SOURCE EXTRACT:
Barclays Bank Zimbabwe to operate as a dual brand from October

Barclays Bank of Zimbabwe says it will be operating under a dual brand by October this year following its acquisition by FMB Malawi last year.

Last October, FMB received regulatory approvals to acquire an effective 42.7 percent shareholding in the bank, completing its takeover of the bank after Barclays Plc said it was exiting the African market to focus more on its transatlantic operations.

Managing director Samuel Matsekete told shareholders at its annual general meeting that the Bank’s brand evolution will see the dual brand running for the next two years upon which Barclays Bank Plc would have completed its exit.

“This is to ensure a smooth process that will not compromise our operations and customer satisfaction. Therefore, brand evolution will see the Barclays Bank of Zimbabwe brand run until October, upon which it will be replaced by a dual brand which will run for two years more,” he said.

The Bank is currently in the process of migrating the IT systems from Barclays Plc.

PROBLEM STATEMENT: Duplicate the full article on Barclays Bank Zimbabwe's dual brand, word for word. The data that comes next was taken from a separate source.

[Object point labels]
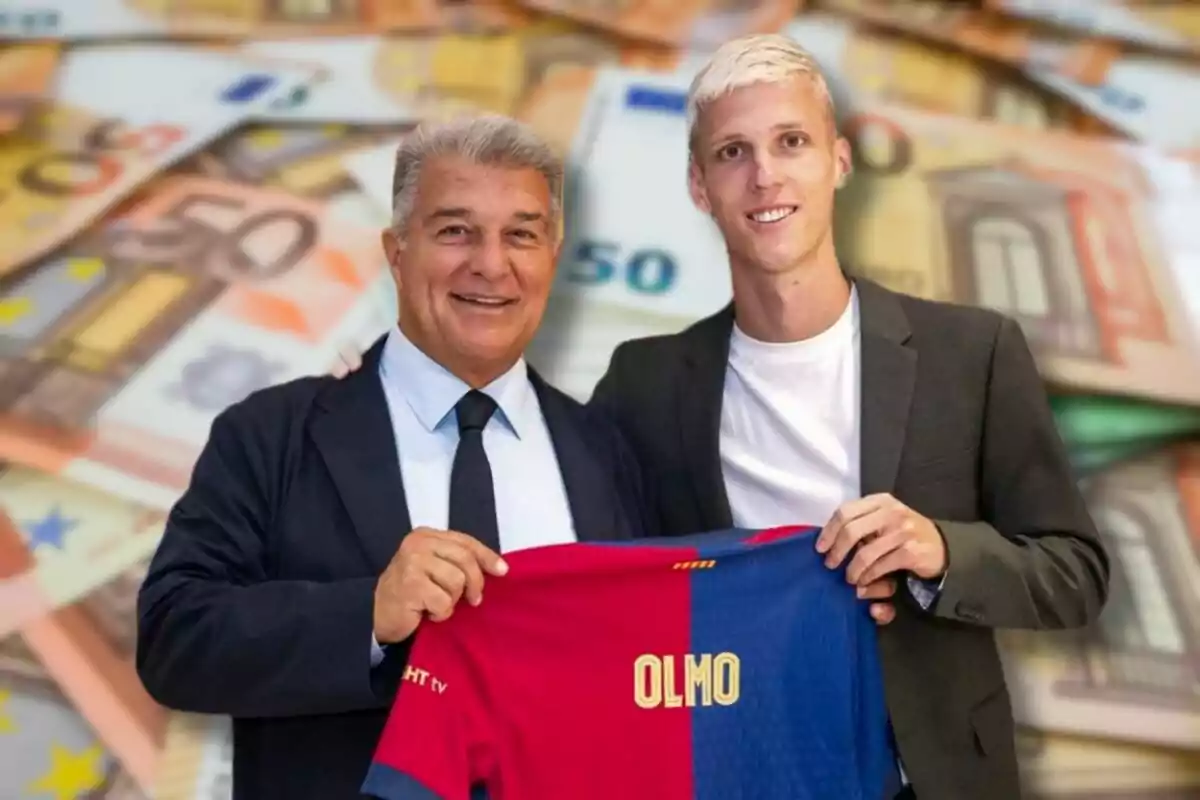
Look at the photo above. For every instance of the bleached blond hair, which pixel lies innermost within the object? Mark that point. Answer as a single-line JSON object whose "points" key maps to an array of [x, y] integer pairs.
{"points": [[751, 59], [489, 139]]}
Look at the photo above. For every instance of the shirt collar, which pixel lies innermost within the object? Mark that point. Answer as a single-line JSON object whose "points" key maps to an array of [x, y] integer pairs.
{"points": [[432, 391]]}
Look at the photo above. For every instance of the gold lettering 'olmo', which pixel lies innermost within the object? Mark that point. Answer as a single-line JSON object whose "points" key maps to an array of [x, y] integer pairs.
{"points": [[705, 679]]}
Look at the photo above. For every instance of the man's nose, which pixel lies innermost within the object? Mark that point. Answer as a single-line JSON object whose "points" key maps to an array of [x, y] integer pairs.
{"points": [[491, 258]]}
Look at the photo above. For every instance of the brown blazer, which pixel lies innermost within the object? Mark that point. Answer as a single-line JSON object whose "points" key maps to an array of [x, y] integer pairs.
{"points": [[955, 425]]}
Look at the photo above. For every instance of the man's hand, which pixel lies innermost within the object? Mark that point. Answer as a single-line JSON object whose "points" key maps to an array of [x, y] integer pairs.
{"points": [[348, 360], [886, 536], [431, 571]]}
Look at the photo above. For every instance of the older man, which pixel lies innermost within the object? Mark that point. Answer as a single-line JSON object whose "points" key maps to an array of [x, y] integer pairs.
{"points": [[328, 519], [918, 433]]}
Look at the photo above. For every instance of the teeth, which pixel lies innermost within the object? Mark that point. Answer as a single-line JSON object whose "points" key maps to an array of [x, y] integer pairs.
{"points": [[774, 215]]}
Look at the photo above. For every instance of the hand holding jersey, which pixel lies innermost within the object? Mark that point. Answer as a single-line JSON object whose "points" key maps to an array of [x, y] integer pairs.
{"points": [[882, 536], [431, 572]]}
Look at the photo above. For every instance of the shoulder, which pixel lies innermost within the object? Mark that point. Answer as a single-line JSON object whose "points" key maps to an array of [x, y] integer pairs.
{"points": [[953, 326], [659, 354], [274, 413]]}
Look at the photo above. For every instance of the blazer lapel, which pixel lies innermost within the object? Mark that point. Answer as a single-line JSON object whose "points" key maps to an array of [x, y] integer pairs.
{"points": [[699, 411], [888, 374], [589, 489], [354, 434]]}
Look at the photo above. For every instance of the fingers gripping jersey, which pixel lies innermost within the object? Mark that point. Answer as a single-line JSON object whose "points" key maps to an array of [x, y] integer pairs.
{"points": [[727, 666]]}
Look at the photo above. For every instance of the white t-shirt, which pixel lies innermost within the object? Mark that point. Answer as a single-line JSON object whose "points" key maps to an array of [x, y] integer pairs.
{"points": [[790, 425]]}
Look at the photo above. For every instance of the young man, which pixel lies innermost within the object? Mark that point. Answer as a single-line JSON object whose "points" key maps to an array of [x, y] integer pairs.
{"points": [[918, 433]]}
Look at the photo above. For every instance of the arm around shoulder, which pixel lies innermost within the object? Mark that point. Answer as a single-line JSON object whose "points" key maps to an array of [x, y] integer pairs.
{"points": [[1036, 560], [216, 633]]}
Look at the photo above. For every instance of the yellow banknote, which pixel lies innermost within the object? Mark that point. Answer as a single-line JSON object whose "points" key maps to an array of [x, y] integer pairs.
{"points": [[27, 78], [88, 648], [197, 758], [199, 292], [1080, 240], [60, 541], [49, 749], [700, 24], [372, 80], [77, 157], [102, 19], [1169, 25], [1132, 675], [990, 36]]}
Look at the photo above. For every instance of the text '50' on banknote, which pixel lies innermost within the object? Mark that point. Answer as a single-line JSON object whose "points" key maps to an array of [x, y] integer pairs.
{"points": [[123, 348]]}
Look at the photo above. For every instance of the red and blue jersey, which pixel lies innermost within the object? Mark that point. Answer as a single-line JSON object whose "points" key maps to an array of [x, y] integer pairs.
{"points": [[713, 667]]}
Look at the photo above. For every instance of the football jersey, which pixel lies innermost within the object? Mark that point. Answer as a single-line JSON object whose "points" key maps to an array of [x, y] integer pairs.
{"points": [[724, 666]]}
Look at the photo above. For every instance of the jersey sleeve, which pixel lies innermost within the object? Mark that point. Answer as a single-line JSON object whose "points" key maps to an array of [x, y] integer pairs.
{"points": [[431, 747]]}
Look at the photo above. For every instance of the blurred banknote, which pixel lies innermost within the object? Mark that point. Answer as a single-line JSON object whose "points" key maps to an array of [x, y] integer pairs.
{"points": [[989, 36], [100, 19], [1055, 765], [864, 62], [1099, 420], [1165, 24], [1083, 241], [1149, 98], [27, 78], [701, 24], [59, 541], [197, 759], [408, 78], [93, 146], [88, 648], [49, 749], [119, 350], [1078, 239], [1132, 675]]}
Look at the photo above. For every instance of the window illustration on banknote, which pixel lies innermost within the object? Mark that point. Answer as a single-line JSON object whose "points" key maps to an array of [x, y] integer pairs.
{"points": [[1135, 674]]}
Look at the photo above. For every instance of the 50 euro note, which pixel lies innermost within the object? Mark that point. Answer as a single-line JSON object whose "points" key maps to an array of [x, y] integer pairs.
{"points": [[95, 144], [693, 24], [1085, 242], [1131, 675], [1173, 25], [411, 78], [120, 350], [112, 19], [84, 654], [27, 78], [990, 36]]}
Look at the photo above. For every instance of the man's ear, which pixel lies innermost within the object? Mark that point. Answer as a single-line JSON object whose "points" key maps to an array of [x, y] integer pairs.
{"points": [[844, 161], [696, 187], [393, 248]]}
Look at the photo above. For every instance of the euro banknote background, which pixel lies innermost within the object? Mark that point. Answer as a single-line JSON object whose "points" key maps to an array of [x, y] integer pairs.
{"points": [[190, 198]]}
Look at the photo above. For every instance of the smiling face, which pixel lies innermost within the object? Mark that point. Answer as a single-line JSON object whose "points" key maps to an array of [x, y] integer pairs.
{"points": [[475, 265], [767, 162]]}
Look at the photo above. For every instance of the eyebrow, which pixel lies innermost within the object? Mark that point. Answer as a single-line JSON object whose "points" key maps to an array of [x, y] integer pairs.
{"points": [[775, 128]]}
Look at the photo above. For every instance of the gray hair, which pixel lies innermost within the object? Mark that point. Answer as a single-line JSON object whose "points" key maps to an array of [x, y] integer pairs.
{"points": [[486, 139]]}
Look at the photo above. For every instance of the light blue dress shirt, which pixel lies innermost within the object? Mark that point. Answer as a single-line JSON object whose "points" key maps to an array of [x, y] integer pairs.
{"points": [[532, 506]]}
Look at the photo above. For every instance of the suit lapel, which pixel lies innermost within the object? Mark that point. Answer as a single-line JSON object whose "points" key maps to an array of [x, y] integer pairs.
{"points": [[354, 434], [699, 411], [589, 489], [888, 374]]}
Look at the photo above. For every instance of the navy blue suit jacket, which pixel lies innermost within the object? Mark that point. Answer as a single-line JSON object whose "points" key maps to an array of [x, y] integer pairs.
{"points": [[259, 600]]}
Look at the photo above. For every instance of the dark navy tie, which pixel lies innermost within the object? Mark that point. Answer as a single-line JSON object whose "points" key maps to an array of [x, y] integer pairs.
{"points": [[472, 494]]}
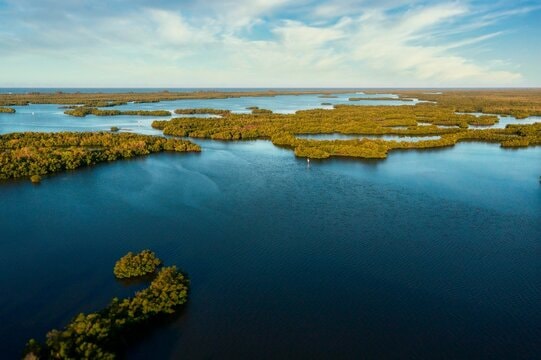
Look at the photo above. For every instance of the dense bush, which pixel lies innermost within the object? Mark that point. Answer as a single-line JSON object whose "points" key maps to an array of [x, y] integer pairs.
{"points": [[281, 129], [27, 154], [109, 99], [82, 111], [202, 111], [134, 265], [102, 335]]}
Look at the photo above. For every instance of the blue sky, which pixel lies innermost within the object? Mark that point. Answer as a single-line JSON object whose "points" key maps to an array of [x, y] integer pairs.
{"points": [[263, 43]]}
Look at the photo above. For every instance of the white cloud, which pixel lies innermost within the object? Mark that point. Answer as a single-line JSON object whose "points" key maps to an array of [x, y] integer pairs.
{"points": [[210, 43]]}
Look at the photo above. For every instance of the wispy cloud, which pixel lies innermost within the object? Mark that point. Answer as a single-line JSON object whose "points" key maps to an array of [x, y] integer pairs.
{"points": [[256, 42]]}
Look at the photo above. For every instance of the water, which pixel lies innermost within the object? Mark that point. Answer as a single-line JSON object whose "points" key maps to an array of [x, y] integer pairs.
{"points": [[425, 254], [339, 136], [504, 121], [40, 117]]}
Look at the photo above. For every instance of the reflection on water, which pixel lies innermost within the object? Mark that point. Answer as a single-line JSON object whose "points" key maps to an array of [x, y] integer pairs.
{"points": [[426, 252]]}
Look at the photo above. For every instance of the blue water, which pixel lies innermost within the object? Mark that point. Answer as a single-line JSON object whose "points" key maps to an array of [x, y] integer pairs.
{"points": [[339, 136], [427, 254]]}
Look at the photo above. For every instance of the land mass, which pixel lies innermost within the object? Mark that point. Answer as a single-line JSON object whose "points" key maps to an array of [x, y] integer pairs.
{"points": [[34, 154]]}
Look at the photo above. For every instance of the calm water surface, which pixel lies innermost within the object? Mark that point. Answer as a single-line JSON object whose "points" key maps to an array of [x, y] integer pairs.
{"points": [[422, 255]]}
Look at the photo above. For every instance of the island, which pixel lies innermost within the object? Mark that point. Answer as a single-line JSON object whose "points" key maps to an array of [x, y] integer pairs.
{"points": [[105, 333], [33, 154]]}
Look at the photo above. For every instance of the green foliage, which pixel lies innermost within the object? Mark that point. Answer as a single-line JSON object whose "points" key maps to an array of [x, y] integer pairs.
{"points": [[519, 103], [108, 99], [35, 179], [202, 111], [134, 265], [378, 98], [100, 335], [261, 111], [82, 111], [281, 129], [27, 154], [7, 110]]}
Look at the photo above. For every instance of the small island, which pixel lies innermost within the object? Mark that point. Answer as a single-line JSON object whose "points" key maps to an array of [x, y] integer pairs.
{"points": [[104, 334], [33, 154], [7, 110], [82, 111], [136, 265]]}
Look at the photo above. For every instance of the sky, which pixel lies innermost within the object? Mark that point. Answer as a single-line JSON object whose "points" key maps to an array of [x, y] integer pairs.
{"points": [[270, 43]]}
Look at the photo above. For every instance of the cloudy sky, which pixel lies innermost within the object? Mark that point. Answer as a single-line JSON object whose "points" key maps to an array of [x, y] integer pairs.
{"points": [[269, 43]]}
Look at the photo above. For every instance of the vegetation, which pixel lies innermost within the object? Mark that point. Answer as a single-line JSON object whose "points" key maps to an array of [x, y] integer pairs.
{"points": [[261, 111], [35, 179], [82, 111], [379, 98], [7, 110], [281, 129], [519, 103], [134, 265], [102, 334], [28, 154], [202, 111], [108, 99]]}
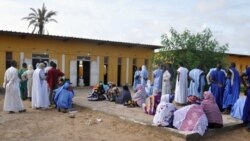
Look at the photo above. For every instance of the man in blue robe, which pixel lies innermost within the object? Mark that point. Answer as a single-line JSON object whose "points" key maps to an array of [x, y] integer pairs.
{"points": [[233, 90], [157, 75], [217, 79], [137, 78], [63, 97], [246, 110], [144, 76]]}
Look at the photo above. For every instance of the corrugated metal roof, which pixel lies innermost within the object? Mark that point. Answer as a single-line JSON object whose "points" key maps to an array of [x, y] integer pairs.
{"points": [[65, 38]]}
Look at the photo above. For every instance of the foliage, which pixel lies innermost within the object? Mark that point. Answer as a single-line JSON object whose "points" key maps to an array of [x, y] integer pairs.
{"points": [[38, 18], [191, 49]]}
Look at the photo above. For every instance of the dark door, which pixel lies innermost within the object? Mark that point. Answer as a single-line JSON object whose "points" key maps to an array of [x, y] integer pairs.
{"points": [[133, 73], [86, 72], [105, 74], [119, 73]]}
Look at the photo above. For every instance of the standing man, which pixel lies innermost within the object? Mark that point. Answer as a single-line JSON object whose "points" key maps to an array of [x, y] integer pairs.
{"points": [[197, 82], [12, 99], [157, 76], [218, 79], [27, 75], [53, 79], [144, 76], [137, 78], [166, 84], [23, 83], [246, 110], [40, 94], [228, 101], [181, 87]]}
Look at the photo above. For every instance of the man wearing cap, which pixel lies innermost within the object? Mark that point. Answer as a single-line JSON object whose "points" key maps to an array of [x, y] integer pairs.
{"points": [[12, 99], [40, 95], [53, 79]]}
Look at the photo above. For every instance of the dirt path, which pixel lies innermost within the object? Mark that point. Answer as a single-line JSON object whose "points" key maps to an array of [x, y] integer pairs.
{"points": [[41, 125]]}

TASK RESPONSE:
Barclays Bank Zimbabwe to operate as a dual brand from October

Barclays Bank of Zimbabwe says it will be operating under a dual brand by October this year following its acquisition by FMB Malawi last year.

Last October, FMB received regulatory approvals to acquire an effective 42.7 percent shareholding in the bank, completing its takeover of the bank after Barclays Plc said it was exiting the African market to focus more on its transatlantic operations.

Managing director Samuel Matsekete told shareholders at its annual general meeting that the Bank’s brand evolution will see the dual brand running for the next two years upon which Barclays Bank Plc would have completed its exit.

“This is to ensure a smooth process that will not compromise our operations and customer satisfaction. Therefore, brand evolution will see the Barclays Bank of Zimbabwe brand run until October, upon which it will be replaced by a dual brand which will run for two years more,” he said.

The Bank is currently in the process of migrating the IT systems from Barclays Plc.